• [EXERCISE BRIEF]
With images removed, transcribe each record exactly as it appears.

[Items listed in a dataset]
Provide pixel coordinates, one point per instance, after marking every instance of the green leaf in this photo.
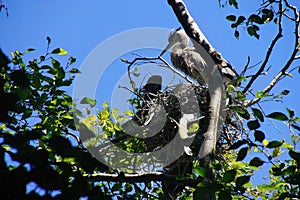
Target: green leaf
(258, 114)
(274, 144)
(200, 171)
(290, 112)
(59, 51)
(74, 71)
(259, 136)
(27, 113)
(224, 195)
(295, 126)
(29, 50)
(252, 30)
(240, 181)
(268, 15)
(255, 18)
(261, 94)
(241, 111)
(285, 92)
(278, 116)
(90, 101)
(295, 155)
(238, 144)
(229, 176)
(48, 40)
(236, 34)
(254, 124)
(256, 162)
(242, 154)
(231, 18)
(233, 3)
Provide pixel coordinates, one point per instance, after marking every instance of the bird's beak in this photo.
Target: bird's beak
(167, 48)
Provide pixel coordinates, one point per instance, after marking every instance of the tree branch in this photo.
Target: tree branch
(140, 178)
(270, 50)
(193, 31)
(290, 60)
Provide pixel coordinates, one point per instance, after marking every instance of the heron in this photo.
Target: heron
(188, 59)
(183, 58)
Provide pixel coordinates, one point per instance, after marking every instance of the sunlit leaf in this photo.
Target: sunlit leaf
(256, 162)
(295, 155)
(229, 176)
(231, 18)
(242, 180)
(242, 154)
(90, 101)
(259, 136)
(258, 114)
(200, 171)
(274, 144)
(59, 51)
(254, 124)
(278, 116)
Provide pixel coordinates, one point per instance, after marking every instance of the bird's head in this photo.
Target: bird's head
(176, 36)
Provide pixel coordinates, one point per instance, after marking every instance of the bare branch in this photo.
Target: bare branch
(269, 52)
(140, 178)
(283, 71)
(193, 31)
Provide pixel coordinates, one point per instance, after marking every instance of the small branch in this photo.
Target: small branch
(175, 71)
(140, 178)
(269, 52)
(291, 59)
(193, 31)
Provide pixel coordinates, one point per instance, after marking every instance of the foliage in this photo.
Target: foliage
(39, 158)
(43, 157)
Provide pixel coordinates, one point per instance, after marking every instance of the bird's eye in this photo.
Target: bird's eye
(172, 32)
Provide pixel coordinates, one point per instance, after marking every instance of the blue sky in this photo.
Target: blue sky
(79, 26)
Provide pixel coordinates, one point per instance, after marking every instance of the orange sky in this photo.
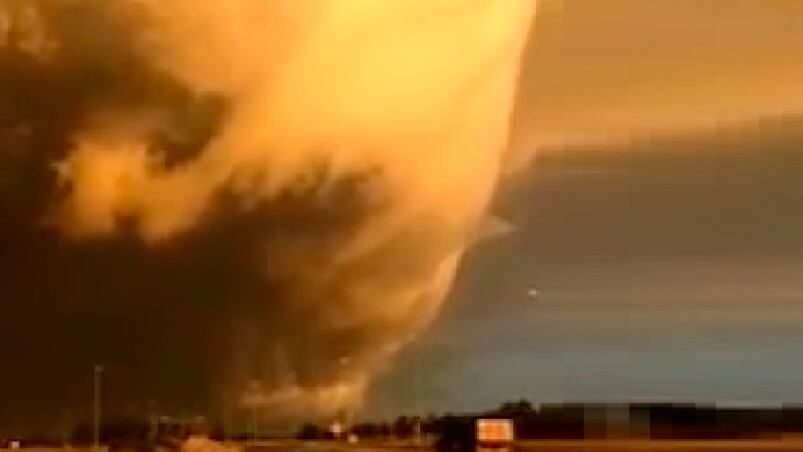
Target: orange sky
(614, 69)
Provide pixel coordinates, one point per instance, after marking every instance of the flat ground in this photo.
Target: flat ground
(787, 445)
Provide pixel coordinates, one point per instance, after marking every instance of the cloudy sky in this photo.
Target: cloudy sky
(653, 202)
(663, 237)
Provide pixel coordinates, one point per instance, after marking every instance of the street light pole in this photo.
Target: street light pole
(96, 406)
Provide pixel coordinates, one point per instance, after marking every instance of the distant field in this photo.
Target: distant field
(535, 446)
(662, 446)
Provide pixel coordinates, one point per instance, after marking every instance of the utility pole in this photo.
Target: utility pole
(96, 406)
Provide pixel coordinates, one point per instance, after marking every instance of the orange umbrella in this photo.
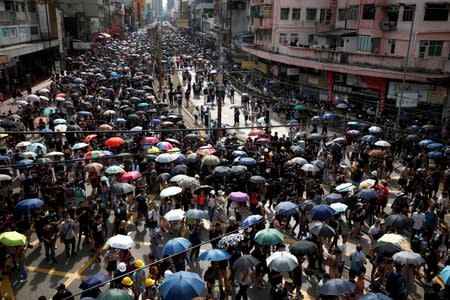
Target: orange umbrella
(90, 138)
(114, 142)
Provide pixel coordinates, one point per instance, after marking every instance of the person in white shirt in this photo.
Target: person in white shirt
(418, 218)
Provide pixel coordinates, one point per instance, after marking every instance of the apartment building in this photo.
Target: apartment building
(364, 51)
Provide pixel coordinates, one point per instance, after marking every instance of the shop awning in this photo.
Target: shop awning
(335, 33)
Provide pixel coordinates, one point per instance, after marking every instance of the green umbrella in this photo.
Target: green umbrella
(300, 107)
(13, 239)
(269, 236)
(114, 294)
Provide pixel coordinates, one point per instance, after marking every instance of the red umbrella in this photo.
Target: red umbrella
(90, 138)
(256, 132)
(149, 140)
(114, 142)
(62, 95)
(263, 140)
(132, 175)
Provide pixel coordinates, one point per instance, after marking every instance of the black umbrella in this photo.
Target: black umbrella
(398, 221)
(257, 179)
(385, 249)
(303, 247)
(222, 171)
(179, 169)
(321, 229)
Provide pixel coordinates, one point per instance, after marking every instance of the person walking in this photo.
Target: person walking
(67, 234)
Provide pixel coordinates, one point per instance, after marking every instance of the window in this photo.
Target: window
(294, 39)
(436, 12)
(369, 12)
(283, 39)
(325, 15)
(311, 14)
(353, 12)
(392, 43)
(342, 14)
(296, 14)
(435, 48)
(364, 43)
(284, 14)
(408, 13)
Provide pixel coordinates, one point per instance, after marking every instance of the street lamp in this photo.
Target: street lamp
(405, 68)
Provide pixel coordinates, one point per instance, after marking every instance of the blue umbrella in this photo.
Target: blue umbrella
(214, 255)
(435, 146)
(84, 113)
(95, 280)
(425, 143)
(155, 122)
(369, 138)
(239, 153)
(328, 117)
(176, 245)
(197, 214)
(445, 275)
(181, 286)
(293, 122)
(250, 220)
(435, 154)
(247, 161)
(286, 208)
(353, 123)
(322, 212)
(367, 194)
(27, 204)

• [OUTPUT OF THE EXERCISE]
Provide pixel coordinates, one point per instance, after marking every instance of the green leaf in this photo.
Target: green leaf
(258, 114)
(274, 144)
(200, 171)
(290, 112)
(59, 51)
(74, 71)
(259, 136)
(27, 113)
(224, 195)
(295, 126)
(29, 50)
(252, 30)
(240, 181)
(268, 15)
(255, 18)
(261, 94)
(241, 111)
(285, 92)
(278, 116)
(90, 101)
(295, 155)
(238, 144)
(229, 176)
(48, 40)
(236, 34)
(254, 124)
(256, 162)
(242, 154)
(231, 18)
(233, 3)
Provide pixel coordinates, one point per instance, after marking every instance of the bird's beak in this photo.
Target: bird's beak
(167, 48)
Provide pixel coordinates, one point per instance, after marking every instance of the tree branch in this photo.
Target: tree branch
(140, 178)
(270, 50)
(193, 31)
(290, 60)
Provide pixel coordinates, one point per instance, after marking every instance of the heron in this photo.
Target: heron
(188, 59)
(183, 58)
Provide pixel coordinates, one point per instance, after marking every instance of the sunlit leaf in this photo.
Target: sunlit leaf
(256, 162)
(295, 155)
(229, 176)
(231, 18)
(242, 180)
(242, 154)
(90, 101)
(259, 136)
(258, 114)
(200, 171)
(274, 144)
(59, 51)
(254, 124)
(278, 116)
Provide pixel coordinates, one point per instance, after marking every instance of the bird's head in this photo.
Target: bird's head
(176, 36)
Provide pixel coordinates, one point per instance, after marking every instance of the bare branch in this photo.
Target: bare branch
(269, 52)
(140, 178)
(283, 71)
(193, 31)
Provide pixel coordinates, one point per instance, after marking every instance of the small branch in this photo.
Target: small branch
(175, 71)
(140, 178)
(269, 52)
(291, 59)
(193, 31)
Provide pixel coordinates, one point per instance, after marking every instance of the foliage in this photo.
Target: foliage
(39, 158)
(43, 157)
Provide pixel coordinates, one point per instance, after marking every instance of the bird's eye in this photo.
Target: bird's eye
(172, 32)
Provide pixel coordinates, one point per instance, after marking every instance of the blue sky in this photo.
Target: blue sky
(79, 26)
Provide pixel coordinates, one point per instance, after marking every instance of the orange sky in this photo.
Target: orange sky
(614, 69)
Provide pixel coordinates, one point per instance, after marking every instance of the flat ground in this photo.
Target: flat ground
(787, 445)
Provide pixel coordinates, one point per instance, after marking every instance of the cloudy sky in this photo.
Target: cloudy sky
(653, 202)
(663, 237)
Provide pixel coordinates, one point per instance, after marking every instance of the street light pole in this photo.
Target: street light pole
(96, 406)
Provide pixel coordinates, one point per instance, after marking every instance of the distant field in this photo.
Target: distant field
(535, 446)
(662, 446)
Provide pixel coordinates, one point per instance, after marking every instance of the utility pole in this photo.
Target: utility pole
(96, 406)
Provide pixel coordinates, one point per instance, after marking every instance of the orange umbrella in this photo.
Target: orange umbrella
(90, 138)
(114, 142)
Provide pixel coordinates, one point per instance, after marking every instance of the person in white shirt in this photo.
Target: person in white shirt
(418, 218)
Provide pixel coordinates, one point per instance, after marking every instance of the apartment building in this photo.
Target: apartment building
(364, 51)
Provide pixel coordinates, one point per instance, after marking every instance of the shop awning in this photo.
Target: shop awning
(335, 33)
Provide pixel coordinates, one point per instance, after marking every instance of the green umbrella in this photo.
Target: green umbrella
(300, 107)
(13, 239)
(269, 236)
(114, 294)
Provide pixel coordinates, one point per instance, after marking every instance of the red umbrella in this photo.
Target: red umbrella
(90, 138)
(256, 132)
(149, 140)
(114, 142)
(62, 95)
(263, 140)
(132, 175)
Provide pixel coordinates, one point per instance, after marking every instance of the black umbrella in this photo.
Target: black umbrella
(398, 221)
(257, 179)
(385, 249)
(303, 247)
(222, 171)
(179, 169)
(321, 229)
Provide pixel coordinates, one point per instance, after marking every instance of the person walking in this photo.
Target: person walking
(67, 234)
Provide pixel coordinates, one point per instance, after marking every instance of the window in this photo.
Target: window
(294, 39)
(436, 12)
(369, 12)
(283, 39)
(325, 15)
(311, 14)
(353, 12)
(392, 43)
(342, 14)
(296, 14)
(435, 48)
(364, 43)
(284, 14)
(408, 13)
Provide pixel coordinates, one point per instance, after marking every instance of the street lamp in this photo.
Target: street lamp
(405, 68)
Provide pixel coordinates, one point per instance, after marking every instance of the blue umbrella in this photo.
Target: blue umbrella
(214, 255)
(435, 146)
(84, 113)
(95, 280)
(425, 143)
(155, 122)
(369, 138)
(239, 153)
(328, 117)
(176, 245)
(197, 214)
(445, 275)
(181, 286)
(293, 122)
(250, 220)
(435, 154)
(247, 161)
(286, 208)
(353, 123)
(322, 212)
(367, 194)
(27, 204)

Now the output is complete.